Document text -
# Skycaptain and the World of Tomorrow (2004)



## Brian G Turner (Dec 28, 2003)

Here's an interesting film due for summer release - *Sky Captain and the World of Tommorow*.

I've only watched the trailer so far, but it does look very intriguing - mixing the 1940's with modern CGI sci-fi. Oh - and some good British actors and their proper English accents. 

I recommend you watch it online here:

http://www.apple.com/trailers/paramount/skycaptainandtheworldoftomorrow/

Or visit the main website itself and win some VIP stuff:

http://www.skycaptain.com/home.html

Golden Age sci-fi reborn on the silver screen? Something to watch out for in the Summer?


----------



## Foxbat (Dec 28, 2003)

Now this looks like my kind of film. It seems to be an amalgamation of the old 40s serials and Steampunk in the spirit Michael Moorcock's 'Nomad of the Timestreams'.Being a fan of the old serials, I look forward to this and hope that they can pull it off
(although the De Laurentis clan have been known to produce some nonsense in the past - all-be-it stylish nonsense)


----------



## dwndrgn (Dec 28, 2003)

I saw the trailer on the big screen when I went to see ROTK.  It looks interesting but since I'd never heard of the series the trailer didn't really tell me enough except to give me an idea of the visual quality.


----------



## The Master™ (Jul 15, 2004)

*Sky Captain and the World of Tomorrow*

Looks "interesting"...

http://www.apple.com/trailers/paramount/skycaptainandtheworldoftomorrow/

For all those Jude Law/Gwyneth Paltrow/Angelina Jolie fans...

When I first saw information about this, I thought it was a game of some sort...


----------



## erickad71 (Jul 15, 2004)

*Re: Sky Captain and the World of Tomorrow*

Just watched the trailer, looks like it might be fun to watch.


----------



## mac1 (Jul 15, 2004)

*Re: Sky Captain and the World of Tomorrow*

I've seen several trailers for this film and have been waiting for it for months and months and months and months and...

A 21st century 50's B-Movie, what more could you possibly want! Any idea when it will finally adorn our screens?


----------



## The Master™ (Jul 15, 2004)

*Re: Sky Captain and the World of Tomorrow*

Information says September...


----------



## mac1 (Jul 15, 2004)

*Re: Sky Captain and the World of Tomorrow*

Excellent! :d


----------



## Foxbat (Jul 15, 2004)

*Re: Sky Captain and the World of Tomorrow*



> A 21st century 50's B-Movie, what more could you possibly want



Err...the cloning of Buster Crabbe for the lead role?

Seriously,  I await this with baited breath. Should be fun


----------



## littlemissattitude (Jul 16, 2004)

(Saved entries)
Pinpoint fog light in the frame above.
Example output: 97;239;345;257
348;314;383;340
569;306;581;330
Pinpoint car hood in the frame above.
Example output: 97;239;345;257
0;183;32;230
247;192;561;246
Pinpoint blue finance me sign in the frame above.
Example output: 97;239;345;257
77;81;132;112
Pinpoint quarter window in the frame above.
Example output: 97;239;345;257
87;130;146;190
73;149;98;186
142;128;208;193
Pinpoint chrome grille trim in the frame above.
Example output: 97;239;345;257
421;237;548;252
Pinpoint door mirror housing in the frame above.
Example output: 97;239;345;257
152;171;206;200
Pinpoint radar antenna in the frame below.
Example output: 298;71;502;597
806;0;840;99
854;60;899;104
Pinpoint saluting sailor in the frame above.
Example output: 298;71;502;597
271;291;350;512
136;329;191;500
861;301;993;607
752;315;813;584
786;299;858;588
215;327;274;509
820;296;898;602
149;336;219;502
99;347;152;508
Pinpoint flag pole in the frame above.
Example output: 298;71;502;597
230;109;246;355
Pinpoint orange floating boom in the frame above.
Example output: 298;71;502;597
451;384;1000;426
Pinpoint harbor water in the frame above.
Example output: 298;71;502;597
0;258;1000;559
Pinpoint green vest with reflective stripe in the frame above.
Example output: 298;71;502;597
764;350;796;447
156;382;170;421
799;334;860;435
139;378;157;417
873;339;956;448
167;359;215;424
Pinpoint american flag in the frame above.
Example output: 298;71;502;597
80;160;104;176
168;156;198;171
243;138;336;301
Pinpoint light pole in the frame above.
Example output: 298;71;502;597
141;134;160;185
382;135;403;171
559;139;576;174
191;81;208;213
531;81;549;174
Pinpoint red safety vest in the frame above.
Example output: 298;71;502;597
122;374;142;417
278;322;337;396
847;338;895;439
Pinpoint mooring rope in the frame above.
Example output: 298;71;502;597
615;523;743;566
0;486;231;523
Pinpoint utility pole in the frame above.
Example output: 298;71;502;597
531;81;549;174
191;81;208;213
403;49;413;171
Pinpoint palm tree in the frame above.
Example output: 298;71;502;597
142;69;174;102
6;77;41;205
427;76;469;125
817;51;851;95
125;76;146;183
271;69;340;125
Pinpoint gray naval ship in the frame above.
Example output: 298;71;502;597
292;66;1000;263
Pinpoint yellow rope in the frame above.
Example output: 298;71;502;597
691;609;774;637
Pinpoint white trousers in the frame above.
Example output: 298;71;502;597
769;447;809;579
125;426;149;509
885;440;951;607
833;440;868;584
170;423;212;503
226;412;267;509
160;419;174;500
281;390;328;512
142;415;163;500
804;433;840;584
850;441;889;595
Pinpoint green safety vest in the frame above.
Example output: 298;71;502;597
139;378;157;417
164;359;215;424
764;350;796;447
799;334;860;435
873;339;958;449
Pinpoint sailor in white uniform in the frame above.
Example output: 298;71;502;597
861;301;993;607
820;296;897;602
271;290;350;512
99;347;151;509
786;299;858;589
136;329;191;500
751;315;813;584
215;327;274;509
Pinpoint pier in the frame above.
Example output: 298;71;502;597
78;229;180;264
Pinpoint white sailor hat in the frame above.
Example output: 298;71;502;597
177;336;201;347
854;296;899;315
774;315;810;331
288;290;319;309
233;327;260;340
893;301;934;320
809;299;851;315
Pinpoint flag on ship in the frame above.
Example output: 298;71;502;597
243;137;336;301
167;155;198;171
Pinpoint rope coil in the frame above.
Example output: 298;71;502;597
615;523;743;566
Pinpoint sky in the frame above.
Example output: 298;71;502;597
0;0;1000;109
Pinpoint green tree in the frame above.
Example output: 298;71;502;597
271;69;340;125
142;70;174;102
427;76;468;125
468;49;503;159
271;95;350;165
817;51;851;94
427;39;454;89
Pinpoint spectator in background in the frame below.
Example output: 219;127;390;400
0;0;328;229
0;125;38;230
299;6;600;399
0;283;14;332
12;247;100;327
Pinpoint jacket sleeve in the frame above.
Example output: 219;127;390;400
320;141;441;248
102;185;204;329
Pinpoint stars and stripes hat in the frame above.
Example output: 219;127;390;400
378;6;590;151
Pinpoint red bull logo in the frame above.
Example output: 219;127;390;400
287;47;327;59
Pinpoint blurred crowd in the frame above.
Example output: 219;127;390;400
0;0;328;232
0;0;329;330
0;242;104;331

Written task - Copy the Sky Captain thread starting at "I saw the trailer" and ending at "the visual quality.", and replace "big screen" with "movie screen".

Response to this task -
I saw the trailer on the movie screen when I went to see ROTK.  It looks interesting but since I'd never heard of the series the trailer didn't really tell me enough except to give me an idea of the visual quality.